• [EXERCISE]:
Write out the passage on a photographer's preparation and practice in full, word for word.

• [SELECTED PASSAGE]:
•••

So, as far as preparation is concerned, I think that when you prepare for a job, you want to know what the expectations are. But once you’ve been shooting for 40 odd years, at that point there’s a sequence in the brain that you begin to work naturally towards. A very good analogy is [driving] a car. When you first get in a car, it seems impossible. You’ve got to change gears; you’ve got to do the clutch, the accelerator, the brake; you’ve got to look to the left, to the right, look for brakes, kids in front of the car, all these things. But bit by bit, the more you drive, the more accomplished you become at driving, and then eventually driving becomes a natural thing to you. The ideal position for a photographer is to get himself into that position, of doing what he does naturally.
To do that, though, you have to practice all these different skills. You have to be able to light. I’m surprised at photographers now that just put up an umbrella in their studio and the lighting is the same. Two years later, they’ve still got the same old umbrella, and that means they’re not so concerned about lighting. At a certain point, it puts a stamp on your work, and your work becomes a little bit “same” looking. It’s what I call Xeroxing. Many years ago when you had a Xerox machine, you could take a rather mediocre photograph, put it on a Xerox machine, and it suddenly looked very sort of Andy Warhol- looking. It looked graphic. But the problem is, once you do 20, 30, 40, 50 shots in a portfolio, they all cancel each other out, in a way. You have to find your own thing. You have to keep working at it, not be lazy about it, and do your preparation. Get inspiration from other photographers and use it just as an inspiration. You can’t just be inspired by someone and copy what they’ve done, but use it as an inspiration to make you feel good and say, “Wow that’s great. Let me go out and do my thing.”

•••

(Data entries)
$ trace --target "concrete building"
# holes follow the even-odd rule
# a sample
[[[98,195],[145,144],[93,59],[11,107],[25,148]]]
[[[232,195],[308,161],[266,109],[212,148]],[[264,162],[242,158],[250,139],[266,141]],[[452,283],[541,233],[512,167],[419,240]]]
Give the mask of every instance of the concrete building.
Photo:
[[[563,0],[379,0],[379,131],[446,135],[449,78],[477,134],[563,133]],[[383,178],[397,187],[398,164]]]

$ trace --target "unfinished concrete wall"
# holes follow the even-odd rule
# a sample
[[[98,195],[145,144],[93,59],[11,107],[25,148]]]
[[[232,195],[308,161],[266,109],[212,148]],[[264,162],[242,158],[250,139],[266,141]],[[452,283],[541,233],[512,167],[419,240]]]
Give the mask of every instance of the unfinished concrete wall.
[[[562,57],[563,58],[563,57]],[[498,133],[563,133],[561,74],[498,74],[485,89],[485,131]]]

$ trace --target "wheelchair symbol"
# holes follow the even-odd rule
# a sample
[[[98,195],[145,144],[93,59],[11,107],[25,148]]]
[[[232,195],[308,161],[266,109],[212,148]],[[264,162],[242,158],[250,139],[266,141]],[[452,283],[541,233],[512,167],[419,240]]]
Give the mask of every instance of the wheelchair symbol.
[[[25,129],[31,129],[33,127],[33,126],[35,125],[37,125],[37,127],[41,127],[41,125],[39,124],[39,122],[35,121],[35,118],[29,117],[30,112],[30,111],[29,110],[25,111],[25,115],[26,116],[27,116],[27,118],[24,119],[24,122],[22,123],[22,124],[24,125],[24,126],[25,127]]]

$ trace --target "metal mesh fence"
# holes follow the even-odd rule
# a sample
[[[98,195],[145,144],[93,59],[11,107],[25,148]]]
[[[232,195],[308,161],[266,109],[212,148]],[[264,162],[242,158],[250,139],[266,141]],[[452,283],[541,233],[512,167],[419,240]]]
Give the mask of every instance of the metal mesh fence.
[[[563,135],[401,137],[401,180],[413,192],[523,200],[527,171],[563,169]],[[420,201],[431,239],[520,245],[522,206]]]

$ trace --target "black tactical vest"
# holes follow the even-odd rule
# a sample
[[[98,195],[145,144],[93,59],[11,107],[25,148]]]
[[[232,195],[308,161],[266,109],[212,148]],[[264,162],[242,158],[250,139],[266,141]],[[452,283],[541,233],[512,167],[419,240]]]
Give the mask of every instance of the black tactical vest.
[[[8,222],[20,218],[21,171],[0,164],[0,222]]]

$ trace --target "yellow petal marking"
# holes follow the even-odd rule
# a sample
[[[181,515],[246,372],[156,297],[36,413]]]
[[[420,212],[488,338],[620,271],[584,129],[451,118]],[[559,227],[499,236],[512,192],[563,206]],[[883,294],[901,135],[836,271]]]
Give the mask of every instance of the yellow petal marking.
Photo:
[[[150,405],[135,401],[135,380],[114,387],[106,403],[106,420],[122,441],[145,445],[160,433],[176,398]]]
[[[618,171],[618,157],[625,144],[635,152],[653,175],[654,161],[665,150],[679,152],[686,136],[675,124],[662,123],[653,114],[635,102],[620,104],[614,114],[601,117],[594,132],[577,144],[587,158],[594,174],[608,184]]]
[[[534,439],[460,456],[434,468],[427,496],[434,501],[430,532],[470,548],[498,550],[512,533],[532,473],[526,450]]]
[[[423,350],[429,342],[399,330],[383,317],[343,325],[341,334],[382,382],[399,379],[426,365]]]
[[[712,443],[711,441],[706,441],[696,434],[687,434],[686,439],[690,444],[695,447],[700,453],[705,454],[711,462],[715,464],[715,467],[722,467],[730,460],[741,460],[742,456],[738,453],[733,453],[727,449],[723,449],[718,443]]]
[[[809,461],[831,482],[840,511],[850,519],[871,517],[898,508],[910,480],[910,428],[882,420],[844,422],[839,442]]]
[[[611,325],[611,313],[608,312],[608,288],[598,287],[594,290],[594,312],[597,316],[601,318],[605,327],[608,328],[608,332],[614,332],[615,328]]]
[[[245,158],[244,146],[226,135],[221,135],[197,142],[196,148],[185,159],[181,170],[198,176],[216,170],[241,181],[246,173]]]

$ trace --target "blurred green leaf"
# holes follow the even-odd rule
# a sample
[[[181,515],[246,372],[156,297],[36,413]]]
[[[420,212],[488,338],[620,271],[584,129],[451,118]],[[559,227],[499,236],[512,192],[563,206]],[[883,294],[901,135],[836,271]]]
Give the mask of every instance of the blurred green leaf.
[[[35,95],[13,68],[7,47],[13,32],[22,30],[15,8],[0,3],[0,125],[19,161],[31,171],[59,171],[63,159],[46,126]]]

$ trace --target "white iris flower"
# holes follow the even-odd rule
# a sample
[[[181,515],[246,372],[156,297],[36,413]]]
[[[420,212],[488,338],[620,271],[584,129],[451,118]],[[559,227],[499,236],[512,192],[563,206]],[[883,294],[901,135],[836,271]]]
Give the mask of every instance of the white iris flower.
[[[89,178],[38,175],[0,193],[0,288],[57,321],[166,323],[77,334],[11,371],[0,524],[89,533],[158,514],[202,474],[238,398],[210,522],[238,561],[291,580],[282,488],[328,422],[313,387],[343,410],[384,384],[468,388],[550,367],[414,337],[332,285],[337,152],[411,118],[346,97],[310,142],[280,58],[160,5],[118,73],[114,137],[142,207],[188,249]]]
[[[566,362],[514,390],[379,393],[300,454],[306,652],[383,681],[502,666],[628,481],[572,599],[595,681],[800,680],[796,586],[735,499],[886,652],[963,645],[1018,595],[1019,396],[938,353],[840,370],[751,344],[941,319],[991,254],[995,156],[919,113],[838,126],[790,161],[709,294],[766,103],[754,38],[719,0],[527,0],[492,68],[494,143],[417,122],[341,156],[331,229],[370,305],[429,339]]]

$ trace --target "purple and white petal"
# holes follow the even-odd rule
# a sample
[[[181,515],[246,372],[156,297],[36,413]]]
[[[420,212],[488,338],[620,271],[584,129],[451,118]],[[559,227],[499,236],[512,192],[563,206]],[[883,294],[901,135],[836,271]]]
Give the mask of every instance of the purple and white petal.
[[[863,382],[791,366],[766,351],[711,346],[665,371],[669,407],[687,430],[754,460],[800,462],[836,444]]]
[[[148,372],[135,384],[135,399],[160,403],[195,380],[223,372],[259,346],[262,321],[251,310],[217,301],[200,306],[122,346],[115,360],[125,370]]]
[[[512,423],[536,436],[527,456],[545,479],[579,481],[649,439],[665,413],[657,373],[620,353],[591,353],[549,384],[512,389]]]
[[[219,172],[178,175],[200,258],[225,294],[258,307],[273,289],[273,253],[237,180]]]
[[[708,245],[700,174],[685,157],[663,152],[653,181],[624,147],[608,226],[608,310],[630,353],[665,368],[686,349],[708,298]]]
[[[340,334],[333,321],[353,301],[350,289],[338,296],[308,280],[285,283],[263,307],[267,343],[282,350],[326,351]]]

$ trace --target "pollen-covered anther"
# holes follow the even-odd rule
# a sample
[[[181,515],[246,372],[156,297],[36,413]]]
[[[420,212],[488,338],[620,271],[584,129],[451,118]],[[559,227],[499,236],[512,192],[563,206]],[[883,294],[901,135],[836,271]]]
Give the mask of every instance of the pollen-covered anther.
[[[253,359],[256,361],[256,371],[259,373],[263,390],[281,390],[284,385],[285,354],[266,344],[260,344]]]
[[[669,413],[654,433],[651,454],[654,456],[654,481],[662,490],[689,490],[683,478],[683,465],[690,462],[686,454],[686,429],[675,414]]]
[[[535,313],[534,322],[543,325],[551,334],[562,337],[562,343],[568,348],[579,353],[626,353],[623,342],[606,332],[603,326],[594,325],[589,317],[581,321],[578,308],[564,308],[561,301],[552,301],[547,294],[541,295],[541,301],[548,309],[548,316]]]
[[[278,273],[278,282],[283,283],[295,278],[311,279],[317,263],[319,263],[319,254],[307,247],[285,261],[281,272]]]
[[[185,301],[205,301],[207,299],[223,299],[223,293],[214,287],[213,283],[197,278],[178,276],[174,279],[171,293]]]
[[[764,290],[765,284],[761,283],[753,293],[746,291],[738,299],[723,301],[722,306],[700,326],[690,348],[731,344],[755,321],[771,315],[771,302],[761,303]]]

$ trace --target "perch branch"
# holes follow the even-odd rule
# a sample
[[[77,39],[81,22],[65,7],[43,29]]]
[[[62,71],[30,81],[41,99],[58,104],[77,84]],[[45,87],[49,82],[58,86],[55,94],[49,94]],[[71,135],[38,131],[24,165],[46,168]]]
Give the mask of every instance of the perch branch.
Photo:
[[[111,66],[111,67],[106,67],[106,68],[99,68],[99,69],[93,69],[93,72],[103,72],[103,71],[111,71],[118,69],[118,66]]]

•••

• [PROBLEM SOLUTION]:
So, as far as preparation is concerned, I think that when you prepare for a job, you want to know what the expectations are. But once you’ve been shooting for 40 odd years, at that point there’s a sequence in the brain that you begin to work naturally towards. A very good analogy is [driving] a car. When you first get in a car, it seems impossible. You’ve got to change gears; you’ve got to do the clutch, the accelerator, the brake; you’ve got to look to the left, to the right, look for brakes, kids in front of the car, all these things. But bit by bit, the more you drive, the more accomplished you become at driving, and then eventually driving becomes a natural thing to you. The ideal position for a photographer is to get himself into that position, of doing what he does naturally.
To do that, though, you have to practice all these different skills. You have to be able to light. I’m surprised at photographers now that just put up an umbrella in their studio and the lighting is the same. Two years later, they’ve still got the same old umbrella, and that means they’re not so concerned about lighting. At a certain point, it puts a stamp on your work, and your work becomes a little bit “same” looking. It’s what I call Xeroxing. Many years ago when you had a Xerox machine, you could take a rather mediocre photograph, put it on a Xerox machine, and it suddenly looked very sort of Andy Warhol- looking. It looked graphic. But the problem is, once you do 20, 30, 40, 50 shots in a portfolio, they all cancel each other out, in a way. You have to find your own thing. You have to keep working at it, not be lazy about it, and do your preparation. Get inspiration from other photographers and use it just as an inspiration. You can’t just be inspired by someone and copy what they’ve done, but use it as an inspiration to make you feel good and say, “Wow that’s great. Let me go out and do my thing.”